## Objectif de l'exercice
Selon le texte de lecture, à quoi les partis de la sphère politique se bornent-ils essentiellement ? Citez toutes les actions mentionnées.

## Texte de lecture
○ ○ ○ ○ ○

La possession de monnaie n'est généralement pas la motivation ultime puisque la monnaie est destinée à acquérir des biens ou bénéficier de services. Mais, du fait de sa nécessité et de son pouvoir pratiquement universel, elle tend à le devenir. La quête d'argent est alors une quête de pouvoir personnel et de sécurité, qui devient une motivation dominante dans la vie des individus.
Par synergie, la consommation de biens devient à son tour une motivation dominante, d'où une augmentation considérable de cette consommation de biens matériels, bien au-delà de ce que nécessite la satisfaction des besoins vitaux.

Cette importante focalisation sur des motivations d'appropriation et de jouissance matérielle renforce les sources de conflits.
De plus, le développement outrancier de la consommation (autorisée par les progrès de productivité) met en péril l'environnement naturel...

Par ailleurs, la possibilité de tirer du prêt d'un bien (y compris de la monnaie!) un revenu illimité dans le temps, la possibilité de transmettre son capital privé à sa descendance, ont considérablement accru les inégalités sociales, ont supprimé la proportionnalité entre gain et travail (moindre "justice") et précarisé la survie d'une grande partie de la population.
Avant, chacun naissait au sein d'une communauté qui disposait de l'espace vital nécessaire à sa survie. Les besoins de sécurité et d'appartenance étaient assez bien satisfaits. De nos jours, celui qui ne naît pas au sein d'une famille riche, dépend de la bonne volonté des plus riches pour pouvoir survivre (puisque les moyens de production, y compris la terre, sont entre leurs mains).

L'économie dominant actuellement la planète, le capitalisme de marché, si elle peut être considérée comme "viable", est une véritable catastrophe en termes de "justice", de "reliance" et de "soutenabilité".
Une catastrophe écologique majeure est extrêmement probable, si des mesures radicales ne sont pas prises d'urgence dans ce domaine.

Un peu de politique

Se plaindre, manifester, dénoncer, ne suffit pas: il faut proposer une économie viable et soutenable, et de préférence juste et reliante.
Il importe que dès aujourd'hui, certains se mettent à réfléchir et expérimenter, de façon à faire advenir une économie plus satisfaisante.

La sphère "politique" est actuellement réduite à un petit nombre de partis qui se bornent essentiellement à satisfaire les ambitions au pouvoir de leurs dirigeants, à défendre les intérêts d'une classe particulière de la population, à représenter une vague sensibilité ou à faire triompher une idéologie dogmatique. Il y a donc de la place pour une action plus "éclairée" dans le sens de la survie de notre espèce !

Imaginer qu'une économie satisfaisante se mettrait spontanément en place sur les ruines de l'autre relève du vœu pieux. La désorganisation tend à favoriser l'expression de la violence, elle laisse naturellement la place à la loi du plus fort.
Se comporter soi-même de façon "écologique" a peu de chances d'améliorer sensiblement la situation planétaire. Car l'hypothèse "si tout le monde faisait comme moi" est peu vraisemblable.
Changer les comportements individuels par une approche philosophique sans se préoccuper de l'environnement social apparaît comme peu réaliste. Des "spiritualités" essaient depuis trois mille ans...

○ ○ ○ ○ ○

## Données fournies
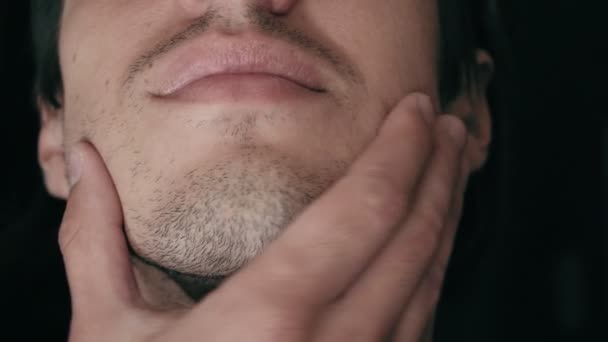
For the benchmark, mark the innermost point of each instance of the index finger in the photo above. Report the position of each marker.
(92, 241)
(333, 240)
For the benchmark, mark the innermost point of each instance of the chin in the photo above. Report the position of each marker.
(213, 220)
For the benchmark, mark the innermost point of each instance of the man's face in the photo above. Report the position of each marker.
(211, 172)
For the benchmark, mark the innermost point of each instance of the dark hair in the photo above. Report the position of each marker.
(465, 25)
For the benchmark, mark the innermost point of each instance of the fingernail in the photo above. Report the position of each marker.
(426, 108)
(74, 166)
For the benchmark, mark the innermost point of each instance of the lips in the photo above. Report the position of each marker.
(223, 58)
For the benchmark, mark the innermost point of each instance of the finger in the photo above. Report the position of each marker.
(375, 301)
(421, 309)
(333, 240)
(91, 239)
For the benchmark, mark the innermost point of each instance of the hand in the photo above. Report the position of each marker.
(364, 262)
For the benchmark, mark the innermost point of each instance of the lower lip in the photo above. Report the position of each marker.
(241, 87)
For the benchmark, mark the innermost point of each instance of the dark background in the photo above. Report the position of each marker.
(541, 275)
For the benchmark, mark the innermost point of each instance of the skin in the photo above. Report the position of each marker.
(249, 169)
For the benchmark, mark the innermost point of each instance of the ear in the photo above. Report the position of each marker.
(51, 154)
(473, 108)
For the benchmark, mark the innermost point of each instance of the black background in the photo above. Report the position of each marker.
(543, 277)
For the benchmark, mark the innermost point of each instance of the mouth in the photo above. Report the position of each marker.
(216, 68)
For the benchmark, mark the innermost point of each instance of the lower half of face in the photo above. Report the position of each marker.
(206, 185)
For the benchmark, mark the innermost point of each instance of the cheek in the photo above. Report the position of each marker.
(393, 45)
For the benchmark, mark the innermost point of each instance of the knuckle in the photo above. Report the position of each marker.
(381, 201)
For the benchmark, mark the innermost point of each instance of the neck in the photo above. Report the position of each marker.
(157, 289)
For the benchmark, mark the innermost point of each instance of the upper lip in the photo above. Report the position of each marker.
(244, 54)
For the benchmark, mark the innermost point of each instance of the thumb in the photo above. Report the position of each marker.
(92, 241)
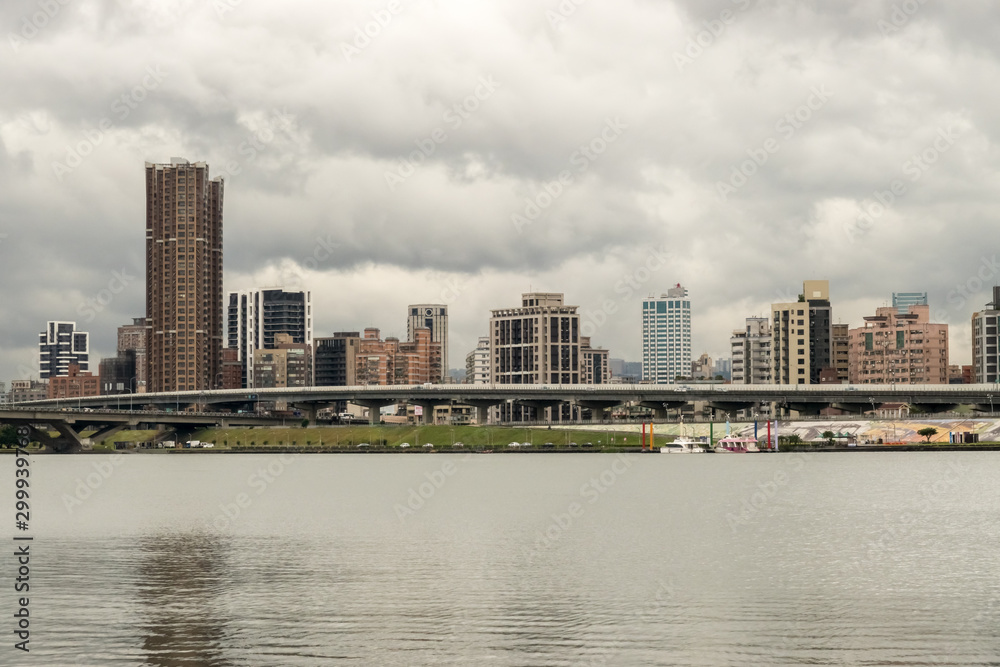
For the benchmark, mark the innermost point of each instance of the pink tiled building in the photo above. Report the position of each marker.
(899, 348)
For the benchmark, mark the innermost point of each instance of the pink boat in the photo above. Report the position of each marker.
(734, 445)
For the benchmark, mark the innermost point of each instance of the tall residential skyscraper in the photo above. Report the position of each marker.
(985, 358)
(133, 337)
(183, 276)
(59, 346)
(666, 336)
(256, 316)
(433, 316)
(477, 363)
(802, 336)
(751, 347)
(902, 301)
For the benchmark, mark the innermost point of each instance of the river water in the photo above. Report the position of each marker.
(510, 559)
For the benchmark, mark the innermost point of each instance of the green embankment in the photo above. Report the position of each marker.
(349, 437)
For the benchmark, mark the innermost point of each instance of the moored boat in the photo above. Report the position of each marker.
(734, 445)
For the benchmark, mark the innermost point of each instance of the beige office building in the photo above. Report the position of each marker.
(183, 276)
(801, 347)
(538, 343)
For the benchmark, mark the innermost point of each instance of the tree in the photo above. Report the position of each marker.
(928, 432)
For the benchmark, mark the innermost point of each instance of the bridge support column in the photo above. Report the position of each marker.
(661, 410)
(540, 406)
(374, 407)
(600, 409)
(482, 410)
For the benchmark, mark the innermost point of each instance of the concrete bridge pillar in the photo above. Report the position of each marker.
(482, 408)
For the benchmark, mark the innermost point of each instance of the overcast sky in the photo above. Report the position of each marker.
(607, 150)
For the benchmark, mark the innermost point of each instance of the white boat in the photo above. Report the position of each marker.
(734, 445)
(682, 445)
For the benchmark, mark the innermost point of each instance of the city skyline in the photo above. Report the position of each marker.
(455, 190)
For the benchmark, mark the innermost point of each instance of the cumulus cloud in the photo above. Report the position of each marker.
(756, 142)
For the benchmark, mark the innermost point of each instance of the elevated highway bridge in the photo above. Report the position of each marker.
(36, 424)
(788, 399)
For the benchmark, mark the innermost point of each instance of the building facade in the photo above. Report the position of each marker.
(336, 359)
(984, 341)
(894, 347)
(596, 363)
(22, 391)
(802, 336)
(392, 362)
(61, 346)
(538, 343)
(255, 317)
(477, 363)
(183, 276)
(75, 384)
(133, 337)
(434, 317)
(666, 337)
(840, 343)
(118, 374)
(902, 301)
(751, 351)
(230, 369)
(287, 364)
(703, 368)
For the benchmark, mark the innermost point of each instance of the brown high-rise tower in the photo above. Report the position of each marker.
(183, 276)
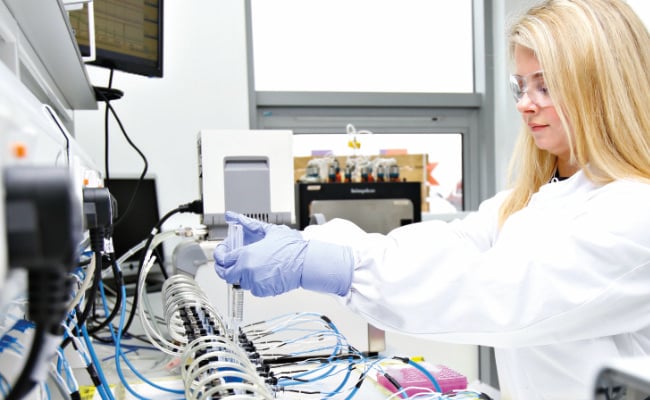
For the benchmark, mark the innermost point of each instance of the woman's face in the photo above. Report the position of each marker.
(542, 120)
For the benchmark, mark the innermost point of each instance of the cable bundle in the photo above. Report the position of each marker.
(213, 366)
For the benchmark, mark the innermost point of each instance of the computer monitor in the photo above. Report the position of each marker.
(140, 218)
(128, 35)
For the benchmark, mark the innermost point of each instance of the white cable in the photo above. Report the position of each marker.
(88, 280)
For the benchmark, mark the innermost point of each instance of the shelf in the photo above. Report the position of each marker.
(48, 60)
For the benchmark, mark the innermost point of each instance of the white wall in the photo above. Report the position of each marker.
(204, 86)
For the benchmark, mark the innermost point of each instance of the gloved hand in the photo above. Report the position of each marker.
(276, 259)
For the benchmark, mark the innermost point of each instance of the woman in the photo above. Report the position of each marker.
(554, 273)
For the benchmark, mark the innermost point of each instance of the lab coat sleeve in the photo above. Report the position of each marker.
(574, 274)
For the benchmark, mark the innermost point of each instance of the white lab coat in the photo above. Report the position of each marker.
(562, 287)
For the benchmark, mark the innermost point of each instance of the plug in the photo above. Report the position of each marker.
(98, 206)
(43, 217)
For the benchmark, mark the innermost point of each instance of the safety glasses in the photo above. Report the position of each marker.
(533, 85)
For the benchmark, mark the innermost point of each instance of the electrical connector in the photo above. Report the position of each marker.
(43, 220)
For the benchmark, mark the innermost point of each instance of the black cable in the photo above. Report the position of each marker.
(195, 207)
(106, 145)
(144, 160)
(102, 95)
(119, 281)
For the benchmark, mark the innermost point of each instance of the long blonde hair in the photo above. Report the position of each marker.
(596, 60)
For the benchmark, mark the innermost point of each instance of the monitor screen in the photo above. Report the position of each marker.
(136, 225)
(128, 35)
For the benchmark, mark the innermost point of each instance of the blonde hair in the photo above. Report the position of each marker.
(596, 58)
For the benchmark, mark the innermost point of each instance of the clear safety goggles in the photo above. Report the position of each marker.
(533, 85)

○ ○ ○ ○ ○

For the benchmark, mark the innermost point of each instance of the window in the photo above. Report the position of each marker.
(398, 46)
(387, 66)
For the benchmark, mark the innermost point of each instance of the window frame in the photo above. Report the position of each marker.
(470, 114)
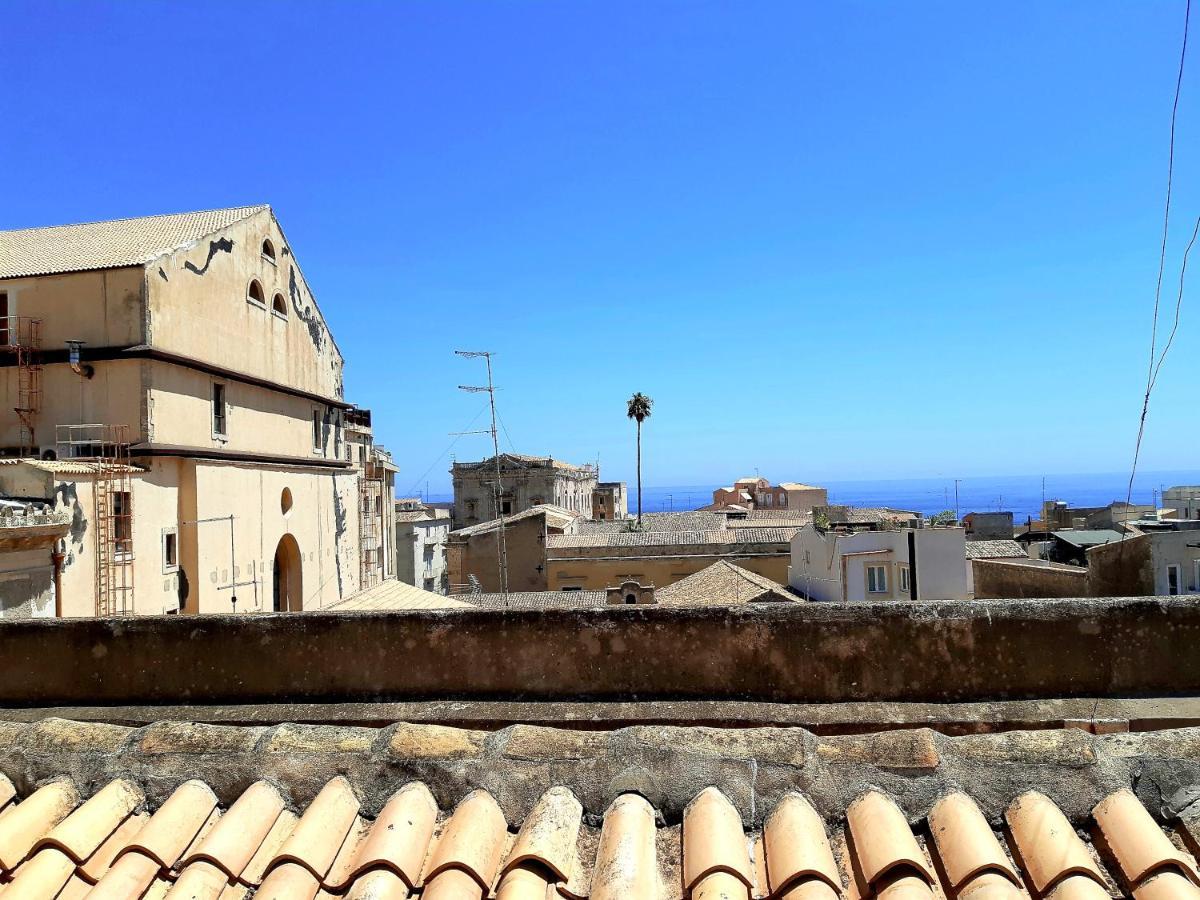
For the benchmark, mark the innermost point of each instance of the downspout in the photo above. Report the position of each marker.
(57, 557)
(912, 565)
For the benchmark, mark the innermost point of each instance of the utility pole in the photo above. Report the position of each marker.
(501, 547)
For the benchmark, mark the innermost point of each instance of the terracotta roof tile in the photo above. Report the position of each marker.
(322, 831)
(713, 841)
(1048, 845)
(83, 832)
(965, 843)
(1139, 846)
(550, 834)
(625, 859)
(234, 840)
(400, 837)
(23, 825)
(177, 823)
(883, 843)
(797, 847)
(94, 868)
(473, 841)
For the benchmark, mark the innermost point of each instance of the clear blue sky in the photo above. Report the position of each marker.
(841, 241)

○ ○ ○ ○ ○

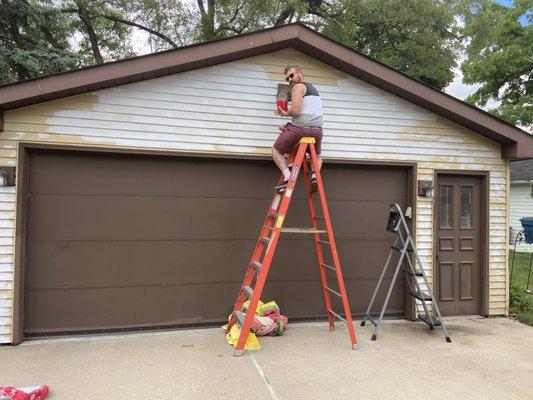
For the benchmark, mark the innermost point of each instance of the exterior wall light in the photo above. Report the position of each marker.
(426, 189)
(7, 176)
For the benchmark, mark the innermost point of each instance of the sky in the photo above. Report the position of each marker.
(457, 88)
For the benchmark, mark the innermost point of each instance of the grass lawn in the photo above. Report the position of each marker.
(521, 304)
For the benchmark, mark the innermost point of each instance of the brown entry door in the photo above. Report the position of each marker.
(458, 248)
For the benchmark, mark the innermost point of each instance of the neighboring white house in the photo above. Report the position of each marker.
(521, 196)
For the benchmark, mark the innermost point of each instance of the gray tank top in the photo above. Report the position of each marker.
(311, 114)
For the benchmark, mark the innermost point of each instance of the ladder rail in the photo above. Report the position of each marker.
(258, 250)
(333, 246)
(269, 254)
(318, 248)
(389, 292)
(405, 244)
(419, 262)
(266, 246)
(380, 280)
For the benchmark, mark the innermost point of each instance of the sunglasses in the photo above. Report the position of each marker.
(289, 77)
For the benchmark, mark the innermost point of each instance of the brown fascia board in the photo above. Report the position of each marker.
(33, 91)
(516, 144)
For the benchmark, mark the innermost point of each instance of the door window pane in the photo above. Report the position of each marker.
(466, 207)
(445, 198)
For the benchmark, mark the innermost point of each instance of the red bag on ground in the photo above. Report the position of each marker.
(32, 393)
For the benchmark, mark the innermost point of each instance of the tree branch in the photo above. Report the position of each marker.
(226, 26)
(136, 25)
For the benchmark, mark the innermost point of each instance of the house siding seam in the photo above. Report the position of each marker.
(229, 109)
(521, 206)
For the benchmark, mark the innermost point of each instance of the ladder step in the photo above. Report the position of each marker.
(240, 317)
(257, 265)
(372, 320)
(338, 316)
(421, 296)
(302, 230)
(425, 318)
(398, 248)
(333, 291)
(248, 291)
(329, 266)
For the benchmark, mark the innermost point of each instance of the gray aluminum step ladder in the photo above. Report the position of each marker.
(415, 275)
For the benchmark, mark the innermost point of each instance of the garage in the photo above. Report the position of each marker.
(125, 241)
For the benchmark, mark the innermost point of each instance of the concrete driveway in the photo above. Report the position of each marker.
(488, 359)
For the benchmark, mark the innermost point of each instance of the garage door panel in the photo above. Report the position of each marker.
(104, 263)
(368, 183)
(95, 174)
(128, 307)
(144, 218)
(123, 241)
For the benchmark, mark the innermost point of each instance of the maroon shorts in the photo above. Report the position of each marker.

○ ○ ○ ○ ○

## Exercice corrigé
- Satisfaire les ambitions au pouvoir de leurs dirigeants
- Défendre les intérêts d'une classe particulière de la population
- Représenter une vague sensibilité
- Faire triompher une idéologie dogmatique